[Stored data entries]

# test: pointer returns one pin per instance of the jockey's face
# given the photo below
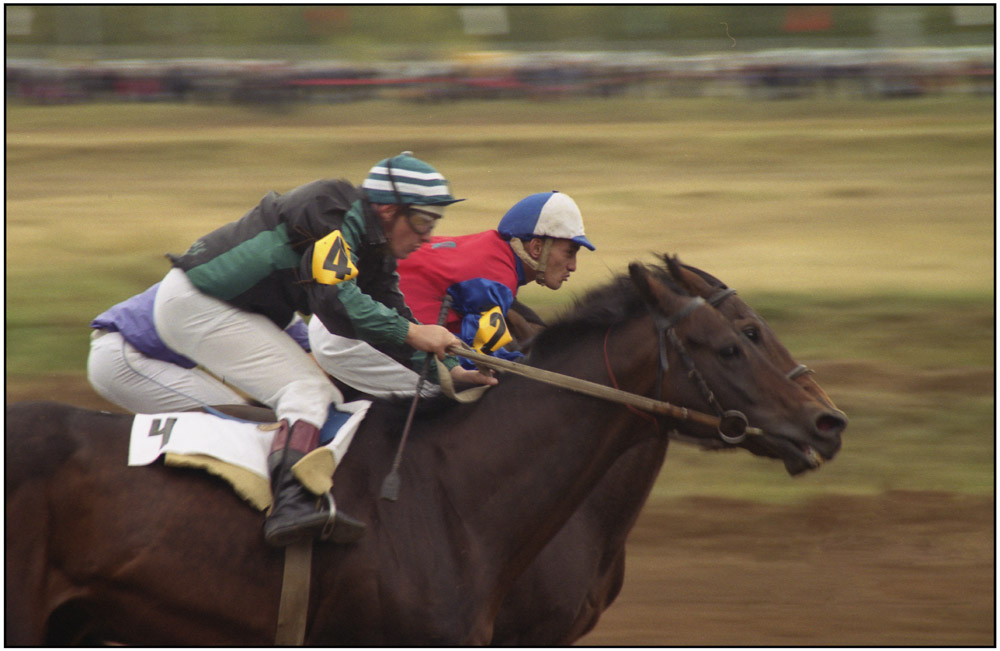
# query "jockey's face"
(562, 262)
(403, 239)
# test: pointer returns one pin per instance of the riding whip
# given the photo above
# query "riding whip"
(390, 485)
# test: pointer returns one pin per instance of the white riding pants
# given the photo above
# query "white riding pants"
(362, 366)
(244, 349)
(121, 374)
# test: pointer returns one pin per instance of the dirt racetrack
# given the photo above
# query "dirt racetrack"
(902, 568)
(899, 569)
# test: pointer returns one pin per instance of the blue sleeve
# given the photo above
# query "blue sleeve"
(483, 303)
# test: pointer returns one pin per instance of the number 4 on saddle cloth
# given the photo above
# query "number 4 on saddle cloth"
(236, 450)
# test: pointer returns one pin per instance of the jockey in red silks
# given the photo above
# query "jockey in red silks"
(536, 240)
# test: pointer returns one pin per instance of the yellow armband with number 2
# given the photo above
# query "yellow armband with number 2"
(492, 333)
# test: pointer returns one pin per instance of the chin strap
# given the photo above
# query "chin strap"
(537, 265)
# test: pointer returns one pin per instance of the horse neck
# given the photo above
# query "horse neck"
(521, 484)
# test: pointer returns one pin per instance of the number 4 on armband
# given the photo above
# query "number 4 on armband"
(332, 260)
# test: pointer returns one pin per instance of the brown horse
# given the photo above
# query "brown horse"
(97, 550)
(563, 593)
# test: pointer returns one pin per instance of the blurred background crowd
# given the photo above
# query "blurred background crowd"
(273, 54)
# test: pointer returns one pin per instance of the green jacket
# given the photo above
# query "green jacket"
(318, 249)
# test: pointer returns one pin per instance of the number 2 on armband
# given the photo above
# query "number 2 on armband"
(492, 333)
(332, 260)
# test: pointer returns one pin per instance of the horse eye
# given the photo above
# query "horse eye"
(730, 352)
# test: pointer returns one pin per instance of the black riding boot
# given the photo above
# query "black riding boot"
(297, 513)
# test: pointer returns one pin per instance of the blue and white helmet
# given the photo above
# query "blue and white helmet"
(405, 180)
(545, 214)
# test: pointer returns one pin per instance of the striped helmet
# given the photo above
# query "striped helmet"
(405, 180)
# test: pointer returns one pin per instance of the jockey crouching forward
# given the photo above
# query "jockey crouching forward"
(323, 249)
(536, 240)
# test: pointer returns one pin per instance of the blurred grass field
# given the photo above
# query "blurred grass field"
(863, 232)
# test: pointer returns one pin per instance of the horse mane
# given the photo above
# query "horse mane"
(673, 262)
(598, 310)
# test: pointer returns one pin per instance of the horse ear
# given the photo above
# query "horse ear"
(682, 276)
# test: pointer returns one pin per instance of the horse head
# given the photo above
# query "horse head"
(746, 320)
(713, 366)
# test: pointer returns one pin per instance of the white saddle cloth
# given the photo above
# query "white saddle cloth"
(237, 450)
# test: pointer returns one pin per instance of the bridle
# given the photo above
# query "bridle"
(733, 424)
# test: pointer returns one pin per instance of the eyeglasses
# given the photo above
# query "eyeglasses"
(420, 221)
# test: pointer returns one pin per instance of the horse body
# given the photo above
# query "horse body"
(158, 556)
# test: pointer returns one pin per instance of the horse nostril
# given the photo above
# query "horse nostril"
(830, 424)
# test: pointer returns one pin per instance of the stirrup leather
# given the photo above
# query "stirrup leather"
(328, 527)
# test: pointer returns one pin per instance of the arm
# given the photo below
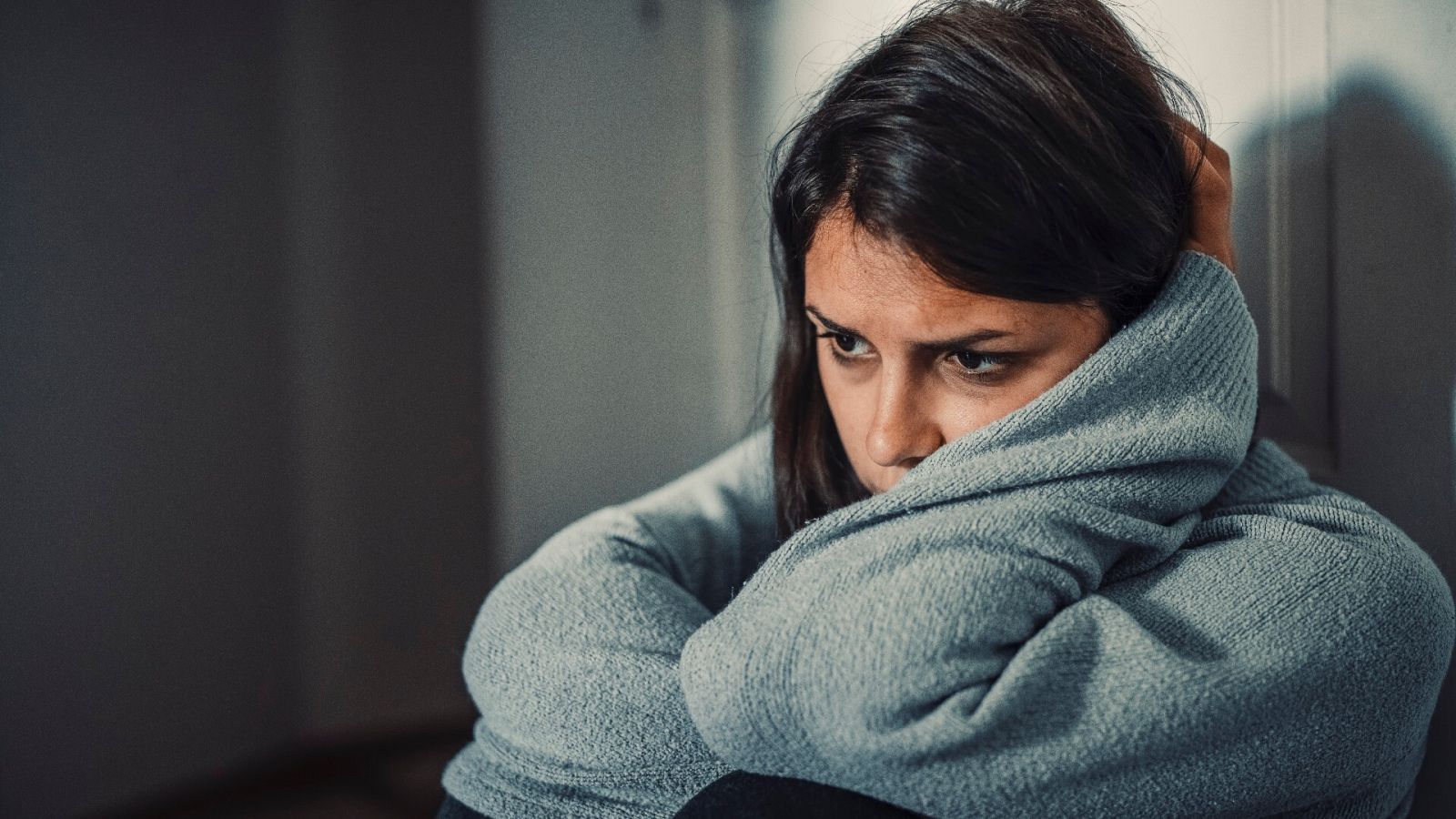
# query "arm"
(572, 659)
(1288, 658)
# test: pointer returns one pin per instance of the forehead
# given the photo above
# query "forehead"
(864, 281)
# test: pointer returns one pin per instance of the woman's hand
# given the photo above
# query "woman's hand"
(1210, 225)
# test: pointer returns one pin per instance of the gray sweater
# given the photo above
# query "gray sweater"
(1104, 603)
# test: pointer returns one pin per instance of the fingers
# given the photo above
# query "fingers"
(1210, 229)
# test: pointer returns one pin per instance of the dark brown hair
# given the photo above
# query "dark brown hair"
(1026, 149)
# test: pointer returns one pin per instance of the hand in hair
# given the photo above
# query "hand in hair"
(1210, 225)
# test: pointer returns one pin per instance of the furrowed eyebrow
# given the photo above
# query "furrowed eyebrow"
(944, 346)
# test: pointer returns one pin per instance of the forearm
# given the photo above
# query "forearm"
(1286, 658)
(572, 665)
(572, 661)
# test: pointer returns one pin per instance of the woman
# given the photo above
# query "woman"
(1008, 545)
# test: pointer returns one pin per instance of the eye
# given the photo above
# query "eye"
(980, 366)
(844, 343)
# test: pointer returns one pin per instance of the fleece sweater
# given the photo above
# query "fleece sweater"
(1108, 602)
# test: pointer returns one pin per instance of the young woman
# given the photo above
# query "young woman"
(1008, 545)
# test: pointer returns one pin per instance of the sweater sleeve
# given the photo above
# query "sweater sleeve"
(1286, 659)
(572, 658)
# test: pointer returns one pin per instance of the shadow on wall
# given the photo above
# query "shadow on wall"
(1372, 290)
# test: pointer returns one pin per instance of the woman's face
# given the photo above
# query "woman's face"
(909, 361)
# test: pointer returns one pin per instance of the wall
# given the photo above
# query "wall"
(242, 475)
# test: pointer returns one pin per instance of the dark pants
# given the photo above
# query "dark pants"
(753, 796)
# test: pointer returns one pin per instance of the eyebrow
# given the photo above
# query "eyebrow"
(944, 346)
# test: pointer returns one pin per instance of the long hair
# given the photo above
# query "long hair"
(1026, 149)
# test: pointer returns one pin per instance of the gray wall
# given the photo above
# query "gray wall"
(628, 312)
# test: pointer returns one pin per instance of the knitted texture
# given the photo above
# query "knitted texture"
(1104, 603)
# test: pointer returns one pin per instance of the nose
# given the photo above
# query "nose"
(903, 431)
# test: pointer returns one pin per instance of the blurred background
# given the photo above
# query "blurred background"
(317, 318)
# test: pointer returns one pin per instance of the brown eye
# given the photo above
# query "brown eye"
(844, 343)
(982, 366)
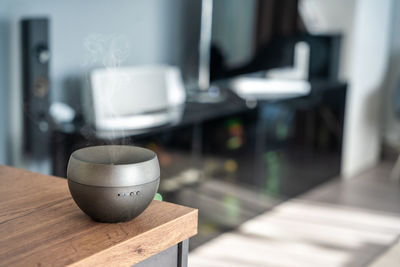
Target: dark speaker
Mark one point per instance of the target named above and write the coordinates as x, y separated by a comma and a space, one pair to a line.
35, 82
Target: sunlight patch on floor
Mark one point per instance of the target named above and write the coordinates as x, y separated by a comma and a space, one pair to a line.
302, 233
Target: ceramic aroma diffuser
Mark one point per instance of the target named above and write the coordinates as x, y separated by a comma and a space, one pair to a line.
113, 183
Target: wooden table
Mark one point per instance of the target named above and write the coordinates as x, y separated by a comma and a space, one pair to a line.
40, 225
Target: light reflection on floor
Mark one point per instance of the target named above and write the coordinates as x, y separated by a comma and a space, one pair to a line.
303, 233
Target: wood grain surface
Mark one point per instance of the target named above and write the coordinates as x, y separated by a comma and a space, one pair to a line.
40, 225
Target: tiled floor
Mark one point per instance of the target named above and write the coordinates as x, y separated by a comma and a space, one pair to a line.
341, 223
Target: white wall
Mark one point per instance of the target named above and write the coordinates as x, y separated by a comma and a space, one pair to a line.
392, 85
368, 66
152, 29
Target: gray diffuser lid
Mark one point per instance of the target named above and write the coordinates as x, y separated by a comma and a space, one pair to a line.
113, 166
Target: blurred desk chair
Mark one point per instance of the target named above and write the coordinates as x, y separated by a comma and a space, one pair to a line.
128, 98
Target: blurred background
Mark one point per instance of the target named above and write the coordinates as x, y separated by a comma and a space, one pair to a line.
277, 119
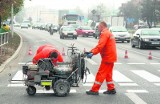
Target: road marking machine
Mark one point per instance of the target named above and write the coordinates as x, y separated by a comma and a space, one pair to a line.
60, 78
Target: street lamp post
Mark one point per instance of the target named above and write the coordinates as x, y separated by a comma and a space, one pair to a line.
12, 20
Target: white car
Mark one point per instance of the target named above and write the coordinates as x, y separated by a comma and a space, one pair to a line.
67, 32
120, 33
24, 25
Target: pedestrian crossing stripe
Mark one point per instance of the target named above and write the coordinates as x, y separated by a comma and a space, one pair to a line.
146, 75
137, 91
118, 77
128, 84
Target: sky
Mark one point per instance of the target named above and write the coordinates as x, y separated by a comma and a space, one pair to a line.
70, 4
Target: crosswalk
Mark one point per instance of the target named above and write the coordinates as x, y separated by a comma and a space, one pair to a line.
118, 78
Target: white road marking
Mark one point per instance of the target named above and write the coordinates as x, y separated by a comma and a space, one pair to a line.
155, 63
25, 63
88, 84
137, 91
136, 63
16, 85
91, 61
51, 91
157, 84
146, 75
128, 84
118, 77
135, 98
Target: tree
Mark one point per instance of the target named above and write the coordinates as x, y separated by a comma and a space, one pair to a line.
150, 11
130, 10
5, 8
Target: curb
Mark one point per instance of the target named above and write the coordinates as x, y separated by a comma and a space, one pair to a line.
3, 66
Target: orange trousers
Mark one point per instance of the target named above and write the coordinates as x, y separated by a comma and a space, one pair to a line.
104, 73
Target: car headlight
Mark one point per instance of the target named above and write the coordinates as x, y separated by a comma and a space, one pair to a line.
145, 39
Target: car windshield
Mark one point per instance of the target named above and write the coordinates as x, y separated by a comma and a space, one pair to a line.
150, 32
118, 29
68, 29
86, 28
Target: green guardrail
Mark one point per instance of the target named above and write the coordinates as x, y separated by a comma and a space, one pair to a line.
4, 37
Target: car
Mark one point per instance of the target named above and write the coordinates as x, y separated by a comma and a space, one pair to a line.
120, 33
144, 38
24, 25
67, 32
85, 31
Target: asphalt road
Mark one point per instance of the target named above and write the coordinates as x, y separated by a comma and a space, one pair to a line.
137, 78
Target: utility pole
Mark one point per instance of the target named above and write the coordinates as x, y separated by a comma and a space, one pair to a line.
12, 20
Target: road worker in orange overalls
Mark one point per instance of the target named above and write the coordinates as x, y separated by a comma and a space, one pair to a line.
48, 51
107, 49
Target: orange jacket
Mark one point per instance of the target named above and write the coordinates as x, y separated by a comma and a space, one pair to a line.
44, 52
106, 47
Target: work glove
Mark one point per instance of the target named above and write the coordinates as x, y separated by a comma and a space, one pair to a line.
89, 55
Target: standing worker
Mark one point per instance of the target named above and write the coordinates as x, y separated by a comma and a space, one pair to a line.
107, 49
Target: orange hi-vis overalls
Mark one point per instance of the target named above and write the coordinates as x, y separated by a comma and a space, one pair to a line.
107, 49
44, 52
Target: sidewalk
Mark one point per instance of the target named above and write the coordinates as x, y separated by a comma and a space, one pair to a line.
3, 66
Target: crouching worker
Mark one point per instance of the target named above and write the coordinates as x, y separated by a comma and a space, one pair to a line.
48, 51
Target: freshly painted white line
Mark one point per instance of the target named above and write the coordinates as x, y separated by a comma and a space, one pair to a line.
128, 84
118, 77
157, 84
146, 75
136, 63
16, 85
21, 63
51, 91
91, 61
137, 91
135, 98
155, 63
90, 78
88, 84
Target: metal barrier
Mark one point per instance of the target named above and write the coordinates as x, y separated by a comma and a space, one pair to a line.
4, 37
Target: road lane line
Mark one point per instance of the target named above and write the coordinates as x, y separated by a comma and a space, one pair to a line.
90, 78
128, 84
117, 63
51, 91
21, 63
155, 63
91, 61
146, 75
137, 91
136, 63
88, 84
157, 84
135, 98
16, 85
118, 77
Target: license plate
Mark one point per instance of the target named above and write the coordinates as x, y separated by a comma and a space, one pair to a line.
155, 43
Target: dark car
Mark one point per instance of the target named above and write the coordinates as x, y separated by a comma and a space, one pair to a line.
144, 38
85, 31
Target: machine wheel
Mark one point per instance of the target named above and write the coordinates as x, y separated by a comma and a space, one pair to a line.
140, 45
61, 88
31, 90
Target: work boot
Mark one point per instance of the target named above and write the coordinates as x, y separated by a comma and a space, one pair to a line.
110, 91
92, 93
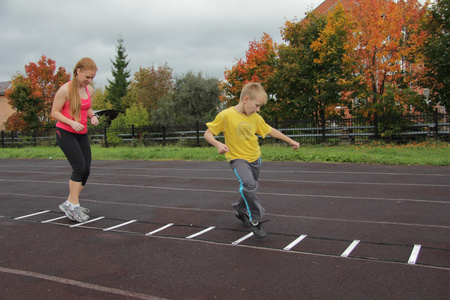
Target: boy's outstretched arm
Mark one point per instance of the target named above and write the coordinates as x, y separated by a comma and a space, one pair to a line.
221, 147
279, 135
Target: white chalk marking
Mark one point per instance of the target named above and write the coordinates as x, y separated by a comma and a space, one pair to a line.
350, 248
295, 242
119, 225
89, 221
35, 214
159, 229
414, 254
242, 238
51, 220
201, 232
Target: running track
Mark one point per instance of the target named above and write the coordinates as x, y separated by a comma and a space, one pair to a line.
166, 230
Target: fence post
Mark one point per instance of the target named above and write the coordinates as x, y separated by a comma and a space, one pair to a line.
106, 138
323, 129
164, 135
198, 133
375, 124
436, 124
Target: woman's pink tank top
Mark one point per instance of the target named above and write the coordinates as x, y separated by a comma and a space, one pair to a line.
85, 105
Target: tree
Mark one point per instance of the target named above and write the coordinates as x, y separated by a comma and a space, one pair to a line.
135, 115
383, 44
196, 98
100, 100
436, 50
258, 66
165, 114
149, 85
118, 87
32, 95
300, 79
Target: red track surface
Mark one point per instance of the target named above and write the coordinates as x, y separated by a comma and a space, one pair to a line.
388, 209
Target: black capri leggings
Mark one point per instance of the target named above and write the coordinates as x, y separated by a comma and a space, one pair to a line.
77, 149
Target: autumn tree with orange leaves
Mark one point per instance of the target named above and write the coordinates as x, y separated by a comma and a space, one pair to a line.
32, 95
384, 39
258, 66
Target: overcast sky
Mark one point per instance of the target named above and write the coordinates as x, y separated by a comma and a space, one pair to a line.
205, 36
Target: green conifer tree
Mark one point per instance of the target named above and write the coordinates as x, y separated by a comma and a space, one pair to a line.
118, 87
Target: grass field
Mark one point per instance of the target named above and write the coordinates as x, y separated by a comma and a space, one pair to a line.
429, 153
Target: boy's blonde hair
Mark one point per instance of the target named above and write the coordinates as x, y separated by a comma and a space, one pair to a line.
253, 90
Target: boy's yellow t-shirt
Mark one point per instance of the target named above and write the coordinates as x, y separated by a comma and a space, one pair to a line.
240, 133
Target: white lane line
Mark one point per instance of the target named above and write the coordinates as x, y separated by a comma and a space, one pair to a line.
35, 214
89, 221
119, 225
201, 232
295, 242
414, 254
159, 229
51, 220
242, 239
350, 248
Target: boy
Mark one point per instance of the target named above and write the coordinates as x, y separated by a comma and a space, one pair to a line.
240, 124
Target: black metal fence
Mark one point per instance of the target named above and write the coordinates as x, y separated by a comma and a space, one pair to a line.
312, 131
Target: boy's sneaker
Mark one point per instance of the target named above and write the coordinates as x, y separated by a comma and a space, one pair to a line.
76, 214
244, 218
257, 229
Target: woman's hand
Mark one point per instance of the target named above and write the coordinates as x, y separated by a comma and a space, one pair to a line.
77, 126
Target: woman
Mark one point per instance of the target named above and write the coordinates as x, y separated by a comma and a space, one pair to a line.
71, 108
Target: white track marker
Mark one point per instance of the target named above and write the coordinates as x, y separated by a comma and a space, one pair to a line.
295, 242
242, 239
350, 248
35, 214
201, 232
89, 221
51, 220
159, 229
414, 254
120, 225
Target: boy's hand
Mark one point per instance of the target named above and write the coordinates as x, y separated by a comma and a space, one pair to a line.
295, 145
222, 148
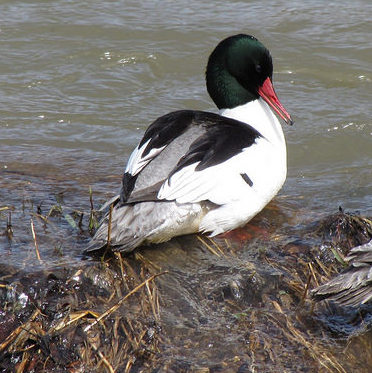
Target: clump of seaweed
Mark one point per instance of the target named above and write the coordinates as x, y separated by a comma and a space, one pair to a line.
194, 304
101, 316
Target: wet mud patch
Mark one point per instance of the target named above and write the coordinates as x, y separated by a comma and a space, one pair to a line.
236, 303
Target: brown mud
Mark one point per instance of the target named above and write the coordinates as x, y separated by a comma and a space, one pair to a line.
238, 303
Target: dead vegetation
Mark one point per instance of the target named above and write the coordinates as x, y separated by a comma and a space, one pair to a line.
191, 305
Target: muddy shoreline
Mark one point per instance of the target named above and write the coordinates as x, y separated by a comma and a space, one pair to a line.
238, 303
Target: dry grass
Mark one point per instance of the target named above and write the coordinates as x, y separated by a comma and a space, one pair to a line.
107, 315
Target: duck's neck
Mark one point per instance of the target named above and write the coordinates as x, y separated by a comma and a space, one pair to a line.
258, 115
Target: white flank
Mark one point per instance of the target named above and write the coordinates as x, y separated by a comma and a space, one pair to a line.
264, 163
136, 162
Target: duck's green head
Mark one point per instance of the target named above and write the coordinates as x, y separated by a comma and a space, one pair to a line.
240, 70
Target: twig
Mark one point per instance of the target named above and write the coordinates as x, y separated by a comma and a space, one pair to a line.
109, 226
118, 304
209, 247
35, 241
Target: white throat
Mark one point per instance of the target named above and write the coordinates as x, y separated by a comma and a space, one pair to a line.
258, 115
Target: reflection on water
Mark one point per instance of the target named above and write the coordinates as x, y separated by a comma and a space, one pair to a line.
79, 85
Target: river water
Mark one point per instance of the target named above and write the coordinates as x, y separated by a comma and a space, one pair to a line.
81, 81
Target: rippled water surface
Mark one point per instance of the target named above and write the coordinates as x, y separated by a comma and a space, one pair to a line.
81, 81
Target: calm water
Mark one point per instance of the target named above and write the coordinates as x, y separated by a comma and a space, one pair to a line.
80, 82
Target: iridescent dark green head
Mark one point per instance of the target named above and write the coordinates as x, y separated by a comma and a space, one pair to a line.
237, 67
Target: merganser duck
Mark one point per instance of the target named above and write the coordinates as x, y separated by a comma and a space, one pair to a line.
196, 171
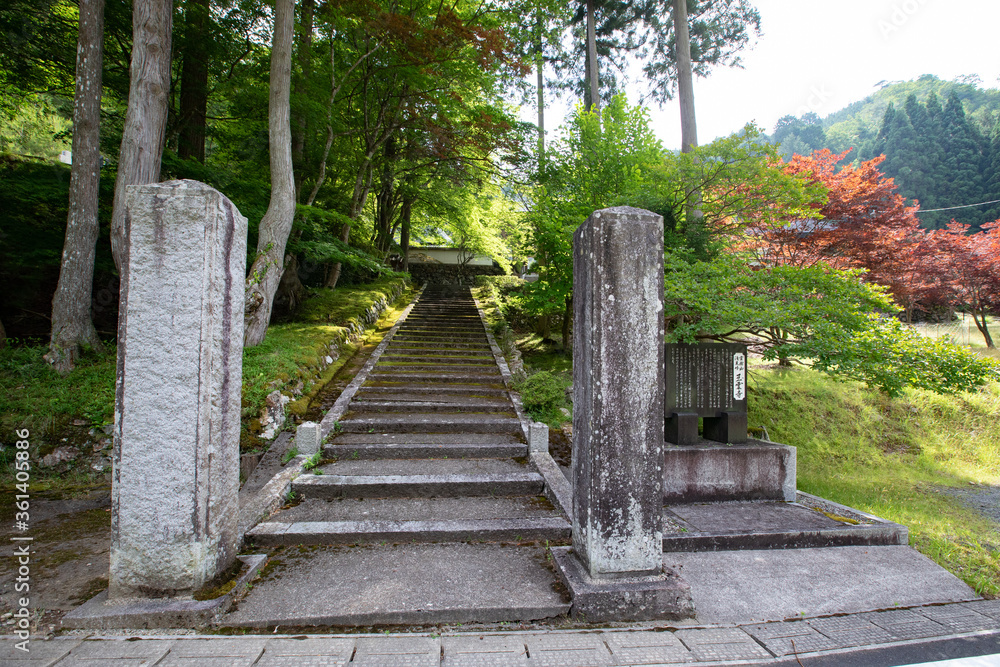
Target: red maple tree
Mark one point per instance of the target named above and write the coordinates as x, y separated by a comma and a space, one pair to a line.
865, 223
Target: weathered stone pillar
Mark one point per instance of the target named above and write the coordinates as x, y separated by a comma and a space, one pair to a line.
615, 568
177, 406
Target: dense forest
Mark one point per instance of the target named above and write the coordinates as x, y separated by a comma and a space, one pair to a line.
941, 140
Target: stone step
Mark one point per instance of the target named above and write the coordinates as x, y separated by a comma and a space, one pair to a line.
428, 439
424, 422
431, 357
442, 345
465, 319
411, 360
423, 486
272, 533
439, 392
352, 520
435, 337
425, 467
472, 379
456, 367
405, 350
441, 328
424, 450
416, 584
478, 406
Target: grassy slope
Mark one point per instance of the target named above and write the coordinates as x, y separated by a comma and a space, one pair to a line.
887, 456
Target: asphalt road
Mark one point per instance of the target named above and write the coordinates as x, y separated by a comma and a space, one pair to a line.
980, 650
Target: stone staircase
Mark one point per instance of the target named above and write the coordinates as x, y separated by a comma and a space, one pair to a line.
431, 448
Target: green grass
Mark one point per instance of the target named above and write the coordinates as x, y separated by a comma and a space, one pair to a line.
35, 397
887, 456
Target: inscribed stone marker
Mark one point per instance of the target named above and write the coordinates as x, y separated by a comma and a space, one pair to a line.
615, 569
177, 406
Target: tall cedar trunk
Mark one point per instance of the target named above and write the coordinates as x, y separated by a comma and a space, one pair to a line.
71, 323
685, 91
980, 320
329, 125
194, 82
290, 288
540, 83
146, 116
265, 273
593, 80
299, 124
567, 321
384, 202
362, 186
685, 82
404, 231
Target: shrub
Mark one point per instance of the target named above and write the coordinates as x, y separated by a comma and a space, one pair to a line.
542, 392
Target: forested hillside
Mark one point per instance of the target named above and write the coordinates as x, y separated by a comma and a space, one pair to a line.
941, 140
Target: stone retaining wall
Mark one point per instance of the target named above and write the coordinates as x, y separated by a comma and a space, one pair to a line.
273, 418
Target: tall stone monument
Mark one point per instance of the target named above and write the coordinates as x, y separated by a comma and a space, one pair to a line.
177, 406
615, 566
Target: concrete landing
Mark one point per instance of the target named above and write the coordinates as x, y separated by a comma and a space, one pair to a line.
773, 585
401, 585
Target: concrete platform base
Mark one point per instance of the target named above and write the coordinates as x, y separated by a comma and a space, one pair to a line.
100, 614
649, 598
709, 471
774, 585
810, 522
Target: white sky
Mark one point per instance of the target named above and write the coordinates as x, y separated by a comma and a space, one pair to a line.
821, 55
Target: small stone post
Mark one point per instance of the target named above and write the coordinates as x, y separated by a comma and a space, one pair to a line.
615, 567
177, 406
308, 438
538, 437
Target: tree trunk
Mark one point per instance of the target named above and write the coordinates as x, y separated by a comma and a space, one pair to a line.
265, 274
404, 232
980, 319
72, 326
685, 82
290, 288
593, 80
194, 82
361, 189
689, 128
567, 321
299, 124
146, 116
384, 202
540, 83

▶ [REQUIRED ACTION]:
Every line above that holds "diffuser" counts once; state the total and nothing else.

▶ [SOLUTION]:
2